→ **TEXTO DE ESTUDIO**
==================================================

40 años después de que aparecieran los primeros casos, parece que el VIH no es cosa de mujeres, pero en España el 13,8% de los nuevos contagiados son mujeres como Montse. En el mundo el 53%, más que los hombres. “Veo que a las chicas no les preocupa, que se ha perdido el miedo. Dicen que es algo de los 80 y se ha olvidado. Pero existe, y que hay que insistir en la prevención”, señala Montse. “Ahora no pasa nada, pero es una enfermedad crónica, hay que tomar medicación que tiene efectos secundarios y convivir con el estigma social y laboral que viene de la ignorancia y el desconocimiento. Porque todavía nos echan de los trabajos cuando se enteran de que somos seropositivos o pierdes a los que creías que eran tus amigos”.
Montse era una de esas drogodependientes que en los años 80 llenaban las calles de España. Abandonó los estudios sin terminar el bachiller, en ese momento lo que era la BUP hasta los 16 años y después el COU hasta los 18, y decidió pasar los días, como miles de españoles en esos años, al servicio de la heroína. Eso le llevó a que con 21 años tuviera que ingresar en el hospital por una sobredosis. “Tuve suerte ingresé en el hospital por una sobredosis de heroína, me hicieron la prueba y me dijeron que tenía sida”.
También le dijeron que tenían candidiasis cerebral, que en realidad no sabe si apareció porque la heroína estaba contaminada o por ser una enfermedad oportunista del sida, como la neumonía, la toxoplasmosis o el virus del herpes simple. Y que le quedaban dos años de vida. “Me hice la sueca. Me di cuenta de que me había jodido la vida y que tenía que salir de allí. Decidí dejar la heroína y no volví”. En ese momento en el que no había ningún tratamiento para la enfermedad y su pronóstico era bastante malo, decidió terminar el bachillerato, realizar cursos sueltos y convertirse en técnica de salud ambiental.

==================================================

→ **COMPLETA LO SIGUIENTE**
A. Reescribe el pasaje del texto sobre Montse y el VIH que empieza en las palabras "También le dijeron" y termina después de "de salud ambiental.", pero pon "droga" donde dice "heroína".
B. Según el texto sobre Montse y el VIH, ¿qué porcentaje de los nuevos contagiados en España son mujeres?

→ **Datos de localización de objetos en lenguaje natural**
==================================================

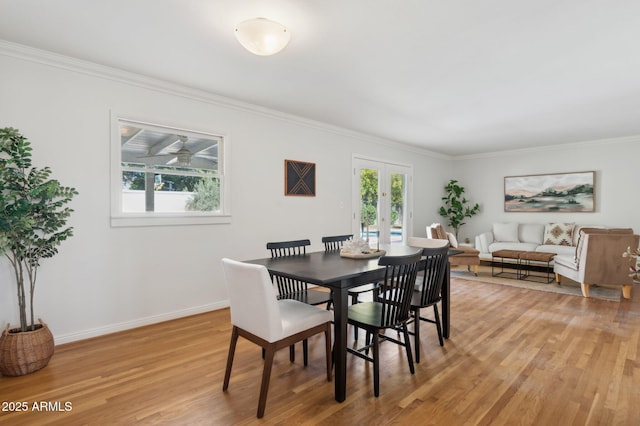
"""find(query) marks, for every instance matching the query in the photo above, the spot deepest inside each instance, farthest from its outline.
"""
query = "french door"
(382, 208)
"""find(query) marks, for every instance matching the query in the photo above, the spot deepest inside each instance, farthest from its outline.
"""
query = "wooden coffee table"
(506, 254)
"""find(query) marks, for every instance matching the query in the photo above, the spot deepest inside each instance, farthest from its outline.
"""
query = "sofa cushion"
(500, 245)
(559, 233)
(530, 233)
(557, 249)
(505, 232)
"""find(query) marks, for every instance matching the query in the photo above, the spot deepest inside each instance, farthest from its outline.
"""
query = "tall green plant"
(456, 207)
(33, 216)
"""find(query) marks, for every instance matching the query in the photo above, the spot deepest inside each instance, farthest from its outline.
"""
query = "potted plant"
(33, 216)
(456, 207)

==================================================

→ **RESPUESTAS**
A.
También le dijeron que tenían candidiasis cerebral, que en realidad no sabe si apareció porque la droga estaba contaminada o por ser una enfermedad oportunista del sida, como la neumonía, la toxoplasmosis o el virus del herpes simple. Y que le quedaban dos años de vida. “Me hice la sueca. Me di cuenta de que me había jodido la vida y que tenía que salir de allí. Decidí dejar la droga y no volví”. En ese momento en el que no había ningún tratamiento para la enfermedad y su pronóstico era bastante malo, decidió terminar el bachillerato, realizar cursos sueltos y convertirse en técnica de salud ambiental.

B. El 13,8%.